What the task asks - Only the lines from the one containing "What is the bounding box of the overcast sky?" through the end of the listing below belong in your answer; retype them exactly.

Records for the task below:

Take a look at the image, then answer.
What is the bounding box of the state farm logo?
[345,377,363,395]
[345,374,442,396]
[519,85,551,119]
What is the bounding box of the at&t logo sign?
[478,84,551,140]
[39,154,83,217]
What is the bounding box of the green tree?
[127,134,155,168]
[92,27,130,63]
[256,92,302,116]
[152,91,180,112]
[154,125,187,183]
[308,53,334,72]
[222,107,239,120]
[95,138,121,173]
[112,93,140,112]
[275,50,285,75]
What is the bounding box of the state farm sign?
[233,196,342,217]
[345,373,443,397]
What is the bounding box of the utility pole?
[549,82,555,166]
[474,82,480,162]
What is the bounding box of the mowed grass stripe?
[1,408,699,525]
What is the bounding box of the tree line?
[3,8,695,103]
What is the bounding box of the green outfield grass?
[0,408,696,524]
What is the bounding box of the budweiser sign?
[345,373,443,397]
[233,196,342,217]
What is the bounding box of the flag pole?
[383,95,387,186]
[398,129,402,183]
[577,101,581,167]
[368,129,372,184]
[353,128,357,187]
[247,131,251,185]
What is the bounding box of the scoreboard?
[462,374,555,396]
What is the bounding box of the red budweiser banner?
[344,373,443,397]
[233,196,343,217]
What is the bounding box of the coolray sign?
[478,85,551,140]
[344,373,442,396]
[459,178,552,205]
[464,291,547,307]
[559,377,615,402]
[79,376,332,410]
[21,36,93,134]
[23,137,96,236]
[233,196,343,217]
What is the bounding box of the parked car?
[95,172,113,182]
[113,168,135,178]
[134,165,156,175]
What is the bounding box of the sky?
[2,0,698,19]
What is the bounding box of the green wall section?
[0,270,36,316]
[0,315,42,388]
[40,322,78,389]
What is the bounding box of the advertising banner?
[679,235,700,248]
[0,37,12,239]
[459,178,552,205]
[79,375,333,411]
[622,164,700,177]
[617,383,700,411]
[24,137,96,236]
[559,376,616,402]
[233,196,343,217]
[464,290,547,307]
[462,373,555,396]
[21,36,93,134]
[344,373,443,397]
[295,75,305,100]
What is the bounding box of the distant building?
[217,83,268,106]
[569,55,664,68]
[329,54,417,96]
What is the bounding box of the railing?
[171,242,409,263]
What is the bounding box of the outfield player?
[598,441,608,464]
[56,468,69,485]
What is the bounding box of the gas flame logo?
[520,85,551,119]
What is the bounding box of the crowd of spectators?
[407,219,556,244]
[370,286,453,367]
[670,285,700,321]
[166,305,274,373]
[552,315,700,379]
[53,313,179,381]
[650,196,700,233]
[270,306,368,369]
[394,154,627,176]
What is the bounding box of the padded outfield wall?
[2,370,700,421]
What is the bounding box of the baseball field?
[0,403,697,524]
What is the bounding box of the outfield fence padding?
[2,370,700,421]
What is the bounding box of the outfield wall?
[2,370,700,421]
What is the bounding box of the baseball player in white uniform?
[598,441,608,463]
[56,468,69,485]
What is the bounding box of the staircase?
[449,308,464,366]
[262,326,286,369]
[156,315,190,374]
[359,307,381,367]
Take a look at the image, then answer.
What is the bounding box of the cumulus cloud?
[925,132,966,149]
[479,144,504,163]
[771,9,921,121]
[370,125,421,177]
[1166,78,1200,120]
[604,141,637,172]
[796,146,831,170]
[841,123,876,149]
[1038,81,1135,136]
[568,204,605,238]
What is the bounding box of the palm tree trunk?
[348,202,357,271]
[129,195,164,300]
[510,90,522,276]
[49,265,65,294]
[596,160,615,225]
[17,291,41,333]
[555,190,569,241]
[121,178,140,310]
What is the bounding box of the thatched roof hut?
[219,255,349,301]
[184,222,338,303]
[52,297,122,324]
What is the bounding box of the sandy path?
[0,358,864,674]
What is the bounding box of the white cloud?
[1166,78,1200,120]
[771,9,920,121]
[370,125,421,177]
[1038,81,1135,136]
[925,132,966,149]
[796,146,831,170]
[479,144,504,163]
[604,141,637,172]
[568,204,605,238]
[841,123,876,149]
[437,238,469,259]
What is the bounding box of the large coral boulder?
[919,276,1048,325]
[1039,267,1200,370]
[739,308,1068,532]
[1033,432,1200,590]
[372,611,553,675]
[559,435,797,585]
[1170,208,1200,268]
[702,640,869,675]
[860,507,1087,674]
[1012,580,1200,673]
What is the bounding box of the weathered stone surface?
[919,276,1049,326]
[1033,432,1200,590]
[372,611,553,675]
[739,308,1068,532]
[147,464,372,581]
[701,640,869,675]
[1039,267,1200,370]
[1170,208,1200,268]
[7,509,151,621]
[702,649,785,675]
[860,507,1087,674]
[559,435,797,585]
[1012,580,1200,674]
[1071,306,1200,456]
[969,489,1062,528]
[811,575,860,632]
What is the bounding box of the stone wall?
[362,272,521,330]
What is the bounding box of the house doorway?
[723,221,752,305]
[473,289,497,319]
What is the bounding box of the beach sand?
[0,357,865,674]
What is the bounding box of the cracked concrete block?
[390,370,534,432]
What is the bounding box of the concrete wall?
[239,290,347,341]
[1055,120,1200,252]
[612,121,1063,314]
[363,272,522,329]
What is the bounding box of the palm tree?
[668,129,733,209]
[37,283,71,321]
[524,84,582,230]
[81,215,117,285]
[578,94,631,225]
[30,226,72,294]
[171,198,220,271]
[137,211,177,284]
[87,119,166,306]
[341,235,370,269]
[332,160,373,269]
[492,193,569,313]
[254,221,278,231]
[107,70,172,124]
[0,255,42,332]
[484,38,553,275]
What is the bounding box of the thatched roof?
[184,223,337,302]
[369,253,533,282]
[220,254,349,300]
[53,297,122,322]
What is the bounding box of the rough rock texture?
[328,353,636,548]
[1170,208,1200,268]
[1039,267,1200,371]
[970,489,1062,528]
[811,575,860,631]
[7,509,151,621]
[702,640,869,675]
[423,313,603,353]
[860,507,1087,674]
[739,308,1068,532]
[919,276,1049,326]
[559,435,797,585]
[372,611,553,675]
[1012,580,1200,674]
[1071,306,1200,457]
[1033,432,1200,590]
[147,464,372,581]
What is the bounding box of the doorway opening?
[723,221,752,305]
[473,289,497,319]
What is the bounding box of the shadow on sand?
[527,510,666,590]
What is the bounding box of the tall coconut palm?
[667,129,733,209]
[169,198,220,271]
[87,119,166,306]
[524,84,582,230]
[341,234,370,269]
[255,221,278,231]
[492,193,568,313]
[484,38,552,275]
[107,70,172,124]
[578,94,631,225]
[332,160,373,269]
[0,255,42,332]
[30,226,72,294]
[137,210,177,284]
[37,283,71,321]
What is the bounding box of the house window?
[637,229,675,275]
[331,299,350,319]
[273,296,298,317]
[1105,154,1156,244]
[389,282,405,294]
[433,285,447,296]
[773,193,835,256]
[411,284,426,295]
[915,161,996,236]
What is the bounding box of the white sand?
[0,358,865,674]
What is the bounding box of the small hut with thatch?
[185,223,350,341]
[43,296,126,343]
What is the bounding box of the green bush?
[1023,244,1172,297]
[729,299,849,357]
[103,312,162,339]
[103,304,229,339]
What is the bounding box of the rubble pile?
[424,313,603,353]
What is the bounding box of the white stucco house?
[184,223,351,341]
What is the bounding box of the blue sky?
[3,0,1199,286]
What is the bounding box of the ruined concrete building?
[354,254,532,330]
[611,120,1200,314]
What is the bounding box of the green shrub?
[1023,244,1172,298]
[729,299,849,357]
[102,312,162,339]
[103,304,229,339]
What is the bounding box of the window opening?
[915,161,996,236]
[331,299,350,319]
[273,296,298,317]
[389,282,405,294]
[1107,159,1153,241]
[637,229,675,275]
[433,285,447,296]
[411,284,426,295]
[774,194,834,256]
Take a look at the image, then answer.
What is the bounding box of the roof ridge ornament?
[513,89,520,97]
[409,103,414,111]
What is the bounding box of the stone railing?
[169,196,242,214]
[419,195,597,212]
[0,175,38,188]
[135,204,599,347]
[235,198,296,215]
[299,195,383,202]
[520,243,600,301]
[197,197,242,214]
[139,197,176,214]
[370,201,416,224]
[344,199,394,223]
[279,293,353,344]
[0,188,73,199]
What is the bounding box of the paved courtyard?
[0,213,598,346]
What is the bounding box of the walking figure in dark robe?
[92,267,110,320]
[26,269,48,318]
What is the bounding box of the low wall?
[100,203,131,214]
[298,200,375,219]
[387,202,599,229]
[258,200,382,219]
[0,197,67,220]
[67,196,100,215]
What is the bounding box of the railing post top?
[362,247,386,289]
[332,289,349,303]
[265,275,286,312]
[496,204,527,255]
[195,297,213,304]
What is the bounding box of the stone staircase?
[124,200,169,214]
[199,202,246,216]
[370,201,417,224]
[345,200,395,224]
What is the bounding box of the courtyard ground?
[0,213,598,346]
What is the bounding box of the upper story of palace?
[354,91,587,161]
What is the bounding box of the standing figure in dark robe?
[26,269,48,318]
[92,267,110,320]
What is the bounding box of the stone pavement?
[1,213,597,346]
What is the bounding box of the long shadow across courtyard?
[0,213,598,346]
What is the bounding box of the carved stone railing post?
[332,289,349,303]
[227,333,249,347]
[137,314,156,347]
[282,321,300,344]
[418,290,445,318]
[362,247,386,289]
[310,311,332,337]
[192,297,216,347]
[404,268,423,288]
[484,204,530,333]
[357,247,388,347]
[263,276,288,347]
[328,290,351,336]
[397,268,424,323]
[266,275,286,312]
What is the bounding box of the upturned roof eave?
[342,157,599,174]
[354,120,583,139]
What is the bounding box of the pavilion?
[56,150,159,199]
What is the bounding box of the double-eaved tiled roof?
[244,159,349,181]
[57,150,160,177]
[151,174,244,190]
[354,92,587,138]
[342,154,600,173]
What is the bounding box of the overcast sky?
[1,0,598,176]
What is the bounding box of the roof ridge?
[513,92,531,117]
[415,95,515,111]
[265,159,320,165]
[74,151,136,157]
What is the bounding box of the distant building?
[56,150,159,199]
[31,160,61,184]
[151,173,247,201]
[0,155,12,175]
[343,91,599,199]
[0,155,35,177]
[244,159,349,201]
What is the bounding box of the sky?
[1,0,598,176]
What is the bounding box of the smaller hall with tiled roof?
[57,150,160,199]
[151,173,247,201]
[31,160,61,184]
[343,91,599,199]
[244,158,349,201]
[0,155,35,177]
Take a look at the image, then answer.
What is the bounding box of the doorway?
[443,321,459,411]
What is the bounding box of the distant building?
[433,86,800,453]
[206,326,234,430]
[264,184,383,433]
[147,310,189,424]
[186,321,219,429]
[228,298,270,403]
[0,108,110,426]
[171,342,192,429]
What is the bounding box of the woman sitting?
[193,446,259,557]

End of Records for the task.

Result for this task -
What is the bounding box of the overcast sky?
[1,0,598,176]
What is the bounding box of the roof ridge?
[513,92,531,117]
[415,95,515,111]
[265,159,320,165]
[74,151,136,157]
What is the bounding box of the distant building?
[56,150,159,199]
[31,160,61,184]
[151,173,247,201]
[0,155,12,175]
[343,91,599,199]
[0,155,35,177]
[244,159,349,201]
What is the bounding box of the sky?
[1,0,598,176]
What is the bounding box of the smaller hall with tiled roof?
[57,150,160,199]
[151,173,247,201]
[31,160,61,184]
[343,91,599,199]
[244,158,349,201]
[0,155,35,177]
Take a look at the image, then answer.
What is the bounding box of the doorway?
[443,321,459,411]
What is the bounding box of the distant building?
[433,86,800,453]
[206,326,234,430]
[264,184,383,433]
[147,310,189,424]
[186,321,219,429]
[228,298,270,403]
[0,108,110,426]
[171,342,192,429]
What is the bounding box of the woman sitting?
[193,446,259,557]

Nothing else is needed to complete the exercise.